**Exercise brief**
Could you rescale the data below by writing out every line again, requests included, with each coordinate in the answers multiplied by 1.1 and rounded to a whole number (halves round up)? Keep the numbers in the requests and their format samples as they are, and leave the pictures out.

**Material for this exercise**
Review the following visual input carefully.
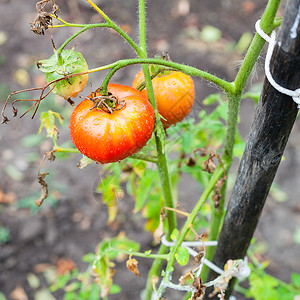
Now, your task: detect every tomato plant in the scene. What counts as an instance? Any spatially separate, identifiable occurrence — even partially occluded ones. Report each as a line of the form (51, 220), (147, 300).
(38, 49), (89, 100)
(70, 84), (155, 163)
(132, 70), (195, 128)
(2, 0), (299, 300)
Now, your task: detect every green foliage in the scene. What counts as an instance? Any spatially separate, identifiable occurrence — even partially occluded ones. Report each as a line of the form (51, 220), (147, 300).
(175, 247), (190, 266)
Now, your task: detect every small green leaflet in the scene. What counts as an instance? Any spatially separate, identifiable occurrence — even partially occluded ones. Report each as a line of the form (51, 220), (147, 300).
(38, 110), (64, 137)
(175, 247), (190, 266)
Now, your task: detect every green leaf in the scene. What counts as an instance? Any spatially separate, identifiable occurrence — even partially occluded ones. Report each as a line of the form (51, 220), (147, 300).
(170, 228), (179, 240)
(200, 25), (222, 43)
(0, 292), (6, 300)
(246, 272), (280, 300)
(110, 284), (121, 295)
(134, 172), (157, 213)
(175, 247), (190, 266)
(77, 155), (93, 169)
(294, 226), (300, 244)
(22, 134), (44, 148)
(38, 110), (64, 137)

**Response to this exercise**
Review the following visual input carefully.
Now, your task: detect every tomato plant in the scene. What counts as an instance? Any spatially separate, identifiable occurrence — even partially occluded ones. Report each as a line of the form (51, 220), (147, 300).
(42, 54), (98, 110)
(77, 92), (171, 179)
(145, 77), (215, 141)
(2, 0), (329, 330)
Now, your task: detect every green foliage in the scene. What counts as an instance? Any spatially separate, identifiable occurrence — even partially occluded ones. Report each as a line of the form (51, 220), (147, 300).
(193, 272), (209, 293)
Now, your task: detect every small green leaflet in the scene. What counts as an instance? Any spatially separate, identifiable occurrence — even partially occluded ones. Report each as a line of the form (51, 220), (147, 300).
(42, 121), (70, 151)
(193, 272), (209, 293)
Now, your task: detect every green leaf in the scene. What counts as an instance? Any spatially separate, identifiable occurrence — even partially occluded ones. Report each as a line of the form (51, 220), (147, 300).
(187, 251), (197, 264)
(220, 28), (244, 47)
(0, 321), (7, 330)
(271, 299), (308, 330)
(121, 312), (133, 325)
(147, 189), (173, 234)
(193, 272), (209, 293)
(85, 171), (102, 186)
(323, 249), (330, 268)
(24, 147), (48, 163)
(42, 121), (70, 151)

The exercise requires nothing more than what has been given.